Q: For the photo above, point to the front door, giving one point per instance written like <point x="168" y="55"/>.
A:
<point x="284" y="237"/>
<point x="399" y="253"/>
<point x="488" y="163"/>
━━━━━━━━━━━━━━━━━━━━━━━━━━━━━━
* _EXERCISE_
Exact retyping of every entry is required.

* _ANSWER TO THIS TASK_
Q: For the photo above, point to the front door, giving one point per instance written like <point x="168" y="55"/>.
A:
<point x="284" y="237"/>
<point x="399" y="253"/>
<point x="488" y="163"/>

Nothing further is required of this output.